═════ Records shown ═════

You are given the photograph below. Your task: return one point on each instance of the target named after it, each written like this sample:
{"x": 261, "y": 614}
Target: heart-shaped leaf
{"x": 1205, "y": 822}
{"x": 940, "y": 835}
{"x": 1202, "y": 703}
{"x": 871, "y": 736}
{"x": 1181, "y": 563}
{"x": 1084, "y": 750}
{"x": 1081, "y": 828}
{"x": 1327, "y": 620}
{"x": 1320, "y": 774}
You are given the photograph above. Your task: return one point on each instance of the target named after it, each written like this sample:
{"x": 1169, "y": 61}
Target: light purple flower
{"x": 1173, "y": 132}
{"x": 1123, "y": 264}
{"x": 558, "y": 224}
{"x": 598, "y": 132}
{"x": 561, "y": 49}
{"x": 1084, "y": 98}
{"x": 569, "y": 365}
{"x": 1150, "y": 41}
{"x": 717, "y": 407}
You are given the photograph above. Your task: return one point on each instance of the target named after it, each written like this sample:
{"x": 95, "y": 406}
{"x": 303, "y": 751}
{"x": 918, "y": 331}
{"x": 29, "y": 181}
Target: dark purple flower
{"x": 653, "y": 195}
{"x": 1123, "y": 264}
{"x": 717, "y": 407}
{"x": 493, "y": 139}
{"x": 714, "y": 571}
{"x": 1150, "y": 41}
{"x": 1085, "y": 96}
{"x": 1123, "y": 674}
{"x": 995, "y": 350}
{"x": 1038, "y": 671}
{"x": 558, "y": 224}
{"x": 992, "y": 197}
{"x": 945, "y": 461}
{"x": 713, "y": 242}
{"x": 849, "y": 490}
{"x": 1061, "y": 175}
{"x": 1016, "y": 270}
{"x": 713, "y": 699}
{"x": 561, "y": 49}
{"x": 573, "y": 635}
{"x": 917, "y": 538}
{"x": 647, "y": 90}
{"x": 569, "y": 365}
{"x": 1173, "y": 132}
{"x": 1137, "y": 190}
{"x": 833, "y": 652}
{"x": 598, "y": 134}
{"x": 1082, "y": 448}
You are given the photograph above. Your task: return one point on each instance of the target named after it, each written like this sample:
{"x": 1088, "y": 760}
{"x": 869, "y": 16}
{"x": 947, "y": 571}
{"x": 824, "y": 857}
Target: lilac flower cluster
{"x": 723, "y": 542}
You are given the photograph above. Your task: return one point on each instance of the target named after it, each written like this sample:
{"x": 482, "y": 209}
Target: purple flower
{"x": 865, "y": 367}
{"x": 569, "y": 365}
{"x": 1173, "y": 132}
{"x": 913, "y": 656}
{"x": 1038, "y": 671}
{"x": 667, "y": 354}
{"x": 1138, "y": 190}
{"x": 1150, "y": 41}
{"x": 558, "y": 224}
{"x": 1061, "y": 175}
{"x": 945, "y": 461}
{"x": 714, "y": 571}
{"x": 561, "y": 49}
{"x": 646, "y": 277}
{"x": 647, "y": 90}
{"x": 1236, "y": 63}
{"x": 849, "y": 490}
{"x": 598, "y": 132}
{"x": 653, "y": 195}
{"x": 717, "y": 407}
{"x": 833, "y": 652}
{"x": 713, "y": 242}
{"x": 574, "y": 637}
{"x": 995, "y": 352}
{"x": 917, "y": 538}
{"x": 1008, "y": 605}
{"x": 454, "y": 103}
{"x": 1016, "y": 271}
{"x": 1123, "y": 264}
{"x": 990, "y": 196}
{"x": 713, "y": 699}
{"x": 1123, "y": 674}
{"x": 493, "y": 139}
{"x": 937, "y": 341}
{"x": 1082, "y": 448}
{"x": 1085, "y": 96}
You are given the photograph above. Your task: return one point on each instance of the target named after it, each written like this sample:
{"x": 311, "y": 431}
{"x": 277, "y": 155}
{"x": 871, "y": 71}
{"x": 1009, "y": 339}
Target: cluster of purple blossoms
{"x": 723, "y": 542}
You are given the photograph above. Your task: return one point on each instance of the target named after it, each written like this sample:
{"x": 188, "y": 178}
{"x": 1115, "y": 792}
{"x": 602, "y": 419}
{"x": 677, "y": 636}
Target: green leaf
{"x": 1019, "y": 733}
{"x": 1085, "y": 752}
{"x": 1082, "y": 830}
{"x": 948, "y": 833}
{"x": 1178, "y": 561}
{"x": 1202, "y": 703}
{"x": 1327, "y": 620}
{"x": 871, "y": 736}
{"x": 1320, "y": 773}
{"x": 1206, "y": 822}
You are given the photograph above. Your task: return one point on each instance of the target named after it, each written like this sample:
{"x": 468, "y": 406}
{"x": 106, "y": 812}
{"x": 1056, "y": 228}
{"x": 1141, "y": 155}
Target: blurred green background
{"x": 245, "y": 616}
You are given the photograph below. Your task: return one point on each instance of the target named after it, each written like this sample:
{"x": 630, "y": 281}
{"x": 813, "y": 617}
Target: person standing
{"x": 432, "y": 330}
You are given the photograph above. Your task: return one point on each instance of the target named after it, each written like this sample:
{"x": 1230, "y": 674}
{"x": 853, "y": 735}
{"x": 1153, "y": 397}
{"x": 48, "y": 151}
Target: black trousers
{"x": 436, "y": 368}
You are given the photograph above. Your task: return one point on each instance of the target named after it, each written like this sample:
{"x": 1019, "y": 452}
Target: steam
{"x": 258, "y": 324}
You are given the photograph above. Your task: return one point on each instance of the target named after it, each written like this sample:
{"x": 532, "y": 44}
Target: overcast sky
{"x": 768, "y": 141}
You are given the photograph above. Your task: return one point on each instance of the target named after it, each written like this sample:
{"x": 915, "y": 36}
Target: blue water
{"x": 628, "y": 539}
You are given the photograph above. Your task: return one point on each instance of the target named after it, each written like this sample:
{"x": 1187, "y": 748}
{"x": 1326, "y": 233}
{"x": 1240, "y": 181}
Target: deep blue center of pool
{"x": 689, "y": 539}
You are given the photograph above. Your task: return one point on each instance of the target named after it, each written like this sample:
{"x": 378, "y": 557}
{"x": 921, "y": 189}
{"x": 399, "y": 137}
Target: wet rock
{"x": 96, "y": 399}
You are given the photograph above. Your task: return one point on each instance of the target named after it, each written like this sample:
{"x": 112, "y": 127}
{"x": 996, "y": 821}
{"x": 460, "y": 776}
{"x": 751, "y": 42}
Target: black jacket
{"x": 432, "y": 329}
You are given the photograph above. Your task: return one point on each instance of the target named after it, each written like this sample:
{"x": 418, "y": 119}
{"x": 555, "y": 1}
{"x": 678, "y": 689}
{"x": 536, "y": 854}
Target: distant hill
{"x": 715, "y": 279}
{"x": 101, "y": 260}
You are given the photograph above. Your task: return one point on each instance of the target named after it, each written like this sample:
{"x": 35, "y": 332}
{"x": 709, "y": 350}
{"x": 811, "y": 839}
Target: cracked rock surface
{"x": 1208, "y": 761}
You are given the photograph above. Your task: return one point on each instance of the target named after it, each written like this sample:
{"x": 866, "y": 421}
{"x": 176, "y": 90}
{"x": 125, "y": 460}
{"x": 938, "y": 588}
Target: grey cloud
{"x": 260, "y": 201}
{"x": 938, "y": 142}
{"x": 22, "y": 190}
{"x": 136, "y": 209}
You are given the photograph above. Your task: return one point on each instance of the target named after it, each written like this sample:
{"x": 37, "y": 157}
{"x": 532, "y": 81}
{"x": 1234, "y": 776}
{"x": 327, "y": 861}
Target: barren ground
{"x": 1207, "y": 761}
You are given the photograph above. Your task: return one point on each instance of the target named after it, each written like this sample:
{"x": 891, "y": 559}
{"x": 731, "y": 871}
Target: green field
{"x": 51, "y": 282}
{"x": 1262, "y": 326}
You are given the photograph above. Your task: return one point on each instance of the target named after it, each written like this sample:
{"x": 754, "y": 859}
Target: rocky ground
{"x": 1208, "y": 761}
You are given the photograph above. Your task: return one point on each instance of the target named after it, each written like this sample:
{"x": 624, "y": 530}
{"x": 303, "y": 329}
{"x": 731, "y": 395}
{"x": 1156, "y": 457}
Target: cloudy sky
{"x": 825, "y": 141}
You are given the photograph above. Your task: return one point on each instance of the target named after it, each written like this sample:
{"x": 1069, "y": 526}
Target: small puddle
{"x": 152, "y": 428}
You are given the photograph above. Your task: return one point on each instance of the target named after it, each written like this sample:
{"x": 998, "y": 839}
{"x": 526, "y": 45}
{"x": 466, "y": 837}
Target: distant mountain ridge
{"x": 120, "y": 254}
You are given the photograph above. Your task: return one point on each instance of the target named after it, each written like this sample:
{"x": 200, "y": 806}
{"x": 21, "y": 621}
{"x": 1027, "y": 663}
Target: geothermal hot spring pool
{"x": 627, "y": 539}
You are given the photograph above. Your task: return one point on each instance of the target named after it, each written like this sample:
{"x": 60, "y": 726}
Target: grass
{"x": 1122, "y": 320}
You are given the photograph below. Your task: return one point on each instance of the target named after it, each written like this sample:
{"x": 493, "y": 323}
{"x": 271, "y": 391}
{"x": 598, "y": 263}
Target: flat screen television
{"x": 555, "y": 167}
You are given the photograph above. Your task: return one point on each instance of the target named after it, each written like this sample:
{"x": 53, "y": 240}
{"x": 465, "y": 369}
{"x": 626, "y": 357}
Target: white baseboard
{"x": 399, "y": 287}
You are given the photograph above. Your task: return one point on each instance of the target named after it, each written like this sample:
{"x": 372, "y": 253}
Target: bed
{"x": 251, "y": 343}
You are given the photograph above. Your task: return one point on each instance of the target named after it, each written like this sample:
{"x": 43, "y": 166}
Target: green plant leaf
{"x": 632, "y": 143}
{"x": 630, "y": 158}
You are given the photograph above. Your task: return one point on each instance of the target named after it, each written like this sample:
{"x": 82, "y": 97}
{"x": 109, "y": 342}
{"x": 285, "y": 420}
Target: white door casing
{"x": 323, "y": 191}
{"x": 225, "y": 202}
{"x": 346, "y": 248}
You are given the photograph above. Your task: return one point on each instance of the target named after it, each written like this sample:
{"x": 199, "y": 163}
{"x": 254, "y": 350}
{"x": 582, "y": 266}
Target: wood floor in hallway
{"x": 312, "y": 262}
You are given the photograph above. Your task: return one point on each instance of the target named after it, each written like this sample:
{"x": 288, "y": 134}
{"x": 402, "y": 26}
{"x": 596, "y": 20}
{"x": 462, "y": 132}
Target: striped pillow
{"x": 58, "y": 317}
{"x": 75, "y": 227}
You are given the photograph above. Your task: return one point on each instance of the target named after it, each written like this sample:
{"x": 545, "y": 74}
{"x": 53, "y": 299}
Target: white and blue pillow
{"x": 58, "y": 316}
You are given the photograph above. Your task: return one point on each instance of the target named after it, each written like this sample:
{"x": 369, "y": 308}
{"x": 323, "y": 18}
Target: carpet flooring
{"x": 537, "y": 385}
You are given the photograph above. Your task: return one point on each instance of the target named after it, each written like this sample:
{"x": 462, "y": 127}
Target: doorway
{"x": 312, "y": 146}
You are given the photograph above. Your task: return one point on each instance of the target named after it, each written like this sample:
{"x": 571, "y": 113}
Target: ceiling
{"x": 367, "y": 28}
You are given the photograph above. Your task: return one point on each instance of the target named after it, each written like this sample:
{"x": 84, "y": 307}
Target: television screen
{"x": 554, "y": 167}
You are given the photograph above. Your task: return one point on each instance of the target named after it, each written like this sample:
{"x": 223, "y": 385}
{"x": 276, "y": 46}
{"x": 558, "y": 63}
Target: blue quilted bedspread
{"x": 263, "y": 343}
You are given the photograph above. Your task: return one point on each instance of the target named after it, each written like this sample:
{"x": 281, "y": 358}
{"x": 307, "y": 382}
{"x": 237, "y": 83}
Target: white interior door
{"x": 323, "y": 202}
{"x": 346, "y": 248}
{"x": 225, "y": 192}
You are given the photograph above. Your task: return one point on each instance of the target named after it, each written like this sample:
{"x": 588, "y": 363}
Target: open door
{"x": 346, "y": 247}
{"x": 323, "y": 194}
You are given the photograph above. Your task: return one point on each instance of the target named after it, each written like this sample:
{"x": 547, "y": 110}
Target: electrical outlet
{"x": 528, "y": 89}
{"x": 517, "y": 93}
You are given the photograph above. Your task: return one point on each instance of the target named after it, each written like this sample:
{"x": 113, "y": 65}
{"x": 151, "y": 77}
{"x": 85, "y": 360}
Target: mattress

═════

### [Problem requirements]
Pick out each line in the records above that contains the word "screen", and copy those lines.

### [Response]
Target: flat screen television
Target: television screen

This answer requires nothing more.